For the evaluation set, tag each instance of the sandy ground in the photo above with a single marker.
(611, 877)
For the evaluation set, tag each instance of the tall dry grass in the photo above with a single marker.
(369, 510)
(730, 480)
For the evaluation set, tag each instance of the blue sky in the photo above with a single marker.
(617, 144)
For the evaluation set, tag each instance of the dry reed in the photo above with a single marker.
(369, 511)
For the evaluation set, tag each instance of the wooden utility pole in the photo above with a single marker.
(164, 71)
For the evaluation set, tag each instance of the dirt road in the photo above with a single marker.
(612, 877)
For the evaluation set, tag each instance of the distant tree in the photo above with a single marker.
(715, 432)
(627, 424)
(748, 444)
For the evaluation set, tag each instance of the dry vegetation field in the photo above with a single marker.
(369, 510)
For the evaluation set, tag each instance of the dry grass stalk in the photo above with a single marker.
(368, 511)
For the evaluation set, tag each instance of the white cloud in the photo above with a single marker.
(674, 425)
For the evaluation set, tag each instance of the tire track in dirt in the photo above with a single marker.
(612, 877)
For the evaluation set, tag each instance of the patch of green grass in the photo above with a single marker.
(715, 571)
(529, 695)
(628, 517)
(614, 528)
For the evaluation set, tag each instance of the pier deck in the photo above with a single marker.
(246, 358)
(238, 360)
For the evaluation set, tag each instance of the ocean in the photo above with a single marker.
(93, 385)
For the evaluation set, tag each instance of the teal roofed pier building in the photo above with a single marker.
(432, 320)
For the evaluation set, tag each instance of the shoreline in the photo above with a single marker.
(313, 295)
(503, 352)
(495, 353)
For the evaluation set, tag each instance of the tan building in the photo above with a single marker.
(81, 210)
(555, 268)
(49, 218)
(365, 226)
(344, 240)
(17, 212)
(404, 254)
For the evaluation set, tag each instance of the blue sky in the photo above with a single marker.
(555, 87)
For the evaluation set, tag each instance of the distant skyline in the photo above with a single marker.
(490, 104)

+ + + + + + +

DIRECTIONS: Repeat exactly the lines from the one containing "For the evaluation set, tag each instance of the patch" through the last line of the records above, both included, and nothing else.

RESULT:
For the evaluation set, tag each instance of the patch of green grass in the photo above with a single marker.
(715, 571)
(529, 695)
(628, 517)
(614, 528)
For the evaluation set, tag each instance of the pier deck in the photo above with a single marker.
(246, 358)
(238, 360)
For the evaluation set, tag each instance of the ocean in the photo above with a single marker.
(93, 385)
For the evaluation set, tag each instance of the teal roofed pier building in the photo above with a single marker.
(432, 320)
For the evaluation set, tag each instance of the shoreline in the photo above with a single marker.
(313, 295)
(503, 352)
(495, 353)
For the evaluation set, tag each instance of the tan building in the photo above with a single marker.
(81, 210)
(555, 268)
(49, 218)
(365, 226)
(344, 240)
(17, 212)
(404, 254)
For the evaluation set, tag each instance of the blue sky in the photo above with a single marker.
(555, 87)
For the evaluation set, tag each instance of the distant skyline in the photo above with a single marker.
(490, 104)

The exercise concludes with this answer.